Task details: Your job is to copy the lines from the material that include "chair".

Material provided:
*** Block opens ***

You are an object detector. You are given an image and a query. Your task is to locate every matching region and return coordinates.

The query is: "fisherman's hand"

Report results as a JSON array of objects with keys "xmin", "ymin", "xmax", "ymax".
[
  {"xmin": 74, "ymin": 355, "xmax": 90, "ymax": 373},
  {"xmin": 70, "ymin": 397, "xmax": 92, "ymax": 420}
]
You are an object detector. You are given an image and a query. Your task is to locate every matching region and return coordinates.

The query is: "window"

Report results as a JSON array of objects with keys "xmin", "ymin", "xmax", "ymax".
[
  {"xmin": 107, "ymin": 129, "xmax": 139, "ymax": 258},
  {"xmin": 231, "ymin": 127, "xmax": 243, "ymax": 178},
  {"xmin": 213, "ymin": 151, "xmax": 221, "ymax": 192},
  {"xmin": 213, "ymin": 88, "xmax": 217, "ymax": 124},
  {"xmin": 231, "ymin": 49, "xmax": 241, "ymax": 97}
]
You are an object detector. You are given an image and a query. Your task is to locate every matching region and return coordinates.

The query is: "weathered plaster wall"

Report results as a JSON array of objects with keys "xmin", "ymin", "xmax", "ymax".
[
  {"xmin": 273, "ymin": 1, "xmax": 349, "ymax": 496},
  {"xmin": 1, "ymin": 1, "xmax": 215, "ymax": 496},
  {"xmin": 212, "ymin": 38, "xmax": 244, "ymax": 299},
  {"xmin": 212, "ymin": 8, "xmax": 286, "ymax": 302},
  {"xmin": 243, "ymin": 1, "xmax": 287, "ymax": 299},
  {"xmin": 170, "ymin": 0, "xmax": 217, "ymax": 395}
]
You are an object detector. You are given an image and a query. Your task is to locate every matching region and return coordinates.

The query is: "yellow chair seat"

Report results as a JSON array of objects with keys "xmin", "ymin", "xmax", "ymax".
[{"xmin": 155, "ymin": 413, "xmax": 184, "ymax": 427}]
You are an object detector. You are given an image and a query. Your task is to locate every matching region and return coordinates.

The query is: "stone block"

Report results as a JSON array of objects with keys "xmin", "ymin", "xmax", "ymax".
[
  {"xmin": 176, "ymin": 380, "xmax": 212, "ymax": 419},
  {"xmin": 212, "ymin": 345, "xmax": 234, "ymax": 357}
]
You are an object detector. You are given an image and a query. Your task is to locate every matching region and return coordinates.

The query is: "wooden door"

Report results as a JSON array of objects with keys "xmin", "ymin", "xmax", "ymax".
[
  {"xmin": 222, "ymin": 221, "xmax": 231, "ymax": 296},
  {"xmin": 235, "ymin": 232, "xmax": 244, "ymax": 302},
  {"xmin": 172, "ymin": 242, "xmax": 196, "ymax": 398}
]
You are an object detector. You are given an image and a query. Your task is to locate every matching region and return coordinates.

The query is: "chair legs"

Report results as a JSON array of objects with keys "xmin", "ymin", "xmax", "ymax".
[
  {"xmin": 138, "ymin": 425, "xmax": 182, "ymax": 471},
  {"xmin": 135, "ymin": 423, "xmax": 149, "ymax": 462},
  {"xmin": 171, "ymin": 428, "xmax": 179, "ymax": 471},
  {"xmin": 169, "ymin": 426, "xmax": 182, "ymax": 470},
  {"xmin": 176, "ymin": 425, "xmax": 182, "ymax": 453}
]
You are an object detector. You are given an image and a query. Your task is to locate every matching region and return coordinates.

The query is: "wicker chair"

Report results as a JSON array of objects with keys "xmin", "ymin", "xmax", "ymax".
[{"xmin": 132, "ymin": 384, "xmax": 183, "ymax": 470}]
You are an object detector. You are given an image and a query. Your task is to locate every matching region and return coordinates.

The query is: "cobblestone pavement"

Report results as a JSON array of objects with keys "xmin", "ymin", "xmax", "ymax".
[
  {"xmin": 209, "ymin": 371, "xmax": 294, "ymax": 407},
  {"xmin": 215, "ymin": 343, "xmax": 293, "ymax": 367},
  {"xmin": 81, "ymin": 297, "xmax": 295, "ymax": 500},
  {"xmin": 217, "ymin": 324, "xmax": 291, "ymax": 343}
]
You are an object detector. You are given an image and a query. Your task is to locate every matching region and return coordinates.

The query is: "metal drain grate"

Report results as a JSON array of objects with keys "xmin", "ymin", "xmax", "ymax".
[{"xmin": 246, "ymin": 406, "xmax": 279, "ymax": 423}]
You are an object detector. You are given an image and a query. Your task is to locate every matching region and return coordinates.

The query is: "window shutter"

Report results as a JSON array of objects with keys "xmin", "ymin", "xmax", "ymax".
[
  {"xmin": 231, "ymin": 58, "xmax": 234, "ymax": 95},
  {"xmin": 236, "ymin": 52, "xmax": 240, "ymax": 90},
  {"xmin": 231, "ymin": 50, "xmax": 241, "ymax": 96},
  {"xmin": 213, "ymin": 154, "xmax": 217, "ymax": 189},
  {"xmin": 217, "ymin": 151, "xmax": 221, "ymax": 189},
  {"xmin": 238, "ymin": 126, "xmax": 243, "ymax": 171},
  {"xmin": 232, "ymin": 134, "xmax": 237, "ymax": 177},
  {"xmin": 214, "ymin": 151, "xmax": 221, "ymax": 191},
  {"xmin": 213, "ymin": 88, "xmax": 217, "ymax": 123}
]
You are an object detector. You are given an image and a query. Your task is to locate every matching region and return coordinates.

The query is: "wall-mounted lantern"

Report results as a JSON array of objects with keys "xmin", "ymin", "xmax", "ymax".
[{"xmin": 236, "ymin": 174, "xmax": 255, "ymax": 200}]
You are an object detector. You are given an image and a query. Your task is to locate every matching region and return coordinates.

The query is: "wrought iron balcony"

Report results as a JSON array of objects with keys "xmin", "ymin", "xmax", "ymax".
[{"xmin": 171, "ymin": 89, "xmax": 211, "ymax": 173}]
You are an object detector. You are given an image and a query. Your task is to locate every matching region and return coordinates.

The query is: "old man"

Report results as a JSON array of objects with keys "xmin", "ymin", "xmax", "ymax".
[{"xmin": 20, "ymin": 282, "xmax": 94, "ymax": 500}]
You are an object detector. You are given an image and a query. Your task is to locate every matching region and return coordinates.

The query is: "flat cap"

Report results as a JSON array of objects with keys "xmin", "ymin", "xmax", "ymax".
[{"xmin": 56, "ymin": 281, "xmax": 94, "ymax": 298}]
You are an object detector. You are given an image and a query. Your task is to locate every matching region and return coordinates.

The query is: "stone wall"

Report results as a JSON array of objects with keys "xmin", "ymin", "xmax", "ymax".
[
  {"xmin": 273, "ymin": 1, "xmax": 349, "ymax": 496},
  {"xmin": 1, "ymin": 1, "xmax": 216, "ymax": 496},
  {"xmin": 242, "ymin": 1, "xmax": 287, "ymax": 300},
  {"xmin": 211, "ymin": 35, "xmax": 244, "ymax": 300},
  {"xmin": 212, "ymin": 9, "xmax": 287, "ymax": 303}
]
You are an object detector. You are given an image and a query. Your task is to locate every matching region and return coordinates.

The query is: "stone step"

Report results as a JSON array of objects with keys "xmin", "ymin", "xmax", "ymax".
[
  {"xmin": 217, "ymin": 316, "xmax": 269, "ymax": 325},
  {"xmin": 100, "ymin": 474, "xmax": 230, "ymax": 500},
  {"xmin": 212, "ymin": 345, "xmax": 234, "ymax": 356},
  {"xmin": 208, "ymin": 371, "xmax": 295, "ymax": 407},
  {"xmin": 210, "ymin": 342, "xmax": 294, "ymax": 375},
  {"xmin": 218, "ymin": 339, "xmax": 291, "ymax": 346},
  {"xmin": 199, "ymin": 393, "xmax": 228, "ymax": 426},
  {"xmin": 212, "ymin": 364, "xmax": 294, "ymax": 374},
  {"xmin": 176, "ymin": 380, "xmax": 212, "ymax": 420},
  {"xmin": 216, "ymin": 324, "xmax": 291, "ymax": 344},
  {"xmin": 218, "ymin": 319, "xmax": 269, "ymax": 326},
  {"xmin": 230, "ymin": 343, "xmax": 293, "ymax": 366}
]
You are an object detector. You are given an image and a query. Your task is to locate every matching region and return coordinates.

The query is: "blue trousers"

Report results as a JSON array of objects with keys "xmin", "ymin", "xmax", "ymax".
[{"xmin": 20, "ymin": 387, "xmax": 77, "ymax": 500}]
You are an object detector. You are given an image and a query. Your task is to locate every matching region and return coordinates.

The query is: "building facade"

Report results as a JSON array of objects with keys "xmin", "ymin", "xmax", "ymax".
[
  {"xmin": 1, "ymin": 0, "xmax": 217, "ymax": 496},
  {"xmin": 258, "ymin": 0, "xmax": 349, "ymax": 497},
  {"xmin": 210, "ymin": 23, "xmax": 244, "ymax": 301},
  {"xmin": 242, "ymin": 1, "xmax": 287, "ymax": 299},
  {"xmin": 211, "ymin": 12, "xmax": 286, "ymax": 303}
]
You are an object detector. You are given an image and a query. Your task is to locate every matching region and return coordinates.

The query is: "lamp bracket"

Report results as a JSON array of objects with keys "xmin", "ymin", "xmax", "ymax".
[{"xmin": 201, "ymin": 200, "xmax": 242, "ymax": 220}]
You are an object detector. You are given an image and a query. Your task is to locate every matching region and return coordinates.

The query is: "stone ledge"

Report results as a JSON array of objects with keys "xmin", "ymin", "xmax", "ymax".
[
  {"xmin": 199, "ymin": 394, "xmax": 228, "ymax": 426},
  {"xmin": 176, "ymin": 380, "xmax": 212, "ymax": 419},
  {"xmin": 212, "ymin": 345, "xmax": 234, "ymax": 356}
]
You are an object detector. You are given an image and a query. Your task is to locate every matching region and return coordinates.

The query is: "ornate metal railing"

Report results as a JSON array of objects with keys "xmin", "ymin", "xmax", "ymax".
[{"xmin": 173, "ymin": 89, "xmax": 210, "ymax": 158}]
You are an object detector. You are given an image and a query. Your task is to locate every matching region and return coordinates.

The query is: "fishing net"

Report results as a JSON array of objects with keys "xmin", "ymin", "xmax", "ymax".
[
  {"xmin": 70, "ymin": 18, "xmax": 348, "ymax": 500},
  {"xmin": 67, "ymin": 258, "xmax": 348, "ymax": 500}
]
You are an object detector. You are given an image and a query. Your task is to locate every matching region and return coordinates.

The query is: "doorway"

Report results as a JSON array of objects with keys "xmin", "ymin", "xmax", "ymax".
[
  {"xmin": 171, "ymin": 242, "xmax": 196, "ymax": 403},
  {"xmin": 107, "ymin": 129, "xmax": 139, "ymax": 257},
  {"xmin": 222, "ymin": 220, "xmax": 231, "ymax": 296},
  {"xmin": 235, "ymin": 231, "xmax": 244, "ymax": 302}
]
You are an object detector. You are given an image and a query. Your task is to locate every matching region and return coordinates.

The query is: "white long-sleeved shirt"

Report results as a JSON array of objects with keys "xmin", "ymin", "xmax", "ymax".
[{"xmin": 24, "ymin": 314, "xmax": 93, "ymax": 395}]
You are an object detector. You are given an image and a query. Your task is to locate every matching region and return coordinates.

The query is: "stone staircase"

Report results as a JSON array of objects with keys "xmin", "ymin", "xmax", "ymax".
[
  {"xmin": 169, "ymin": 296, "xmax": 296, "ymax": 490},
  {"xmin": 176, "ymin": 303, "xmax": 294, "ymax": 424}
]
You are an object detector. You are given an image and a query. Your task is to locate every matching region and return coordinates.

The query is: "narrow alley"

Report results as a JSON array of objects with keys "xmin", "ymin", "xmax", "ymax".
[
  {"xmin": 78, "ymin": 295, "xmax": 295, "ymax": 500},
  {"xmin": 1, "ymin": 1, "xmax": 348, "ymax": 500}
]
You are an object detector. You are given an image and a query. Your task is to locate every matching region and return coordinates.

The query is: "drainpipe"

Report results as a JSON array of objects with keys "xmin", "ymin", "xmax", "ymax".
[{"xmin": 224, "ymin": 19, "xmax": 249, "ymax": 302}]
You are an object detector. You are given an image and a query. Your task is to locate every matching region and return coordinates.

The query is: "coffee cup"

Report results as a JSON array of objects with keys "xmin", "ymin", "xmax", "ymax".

*** Block closes ***

Answer section:
The query is: "yellow chair seat"
The query is: "chair legs"
The query is: "wicker chair"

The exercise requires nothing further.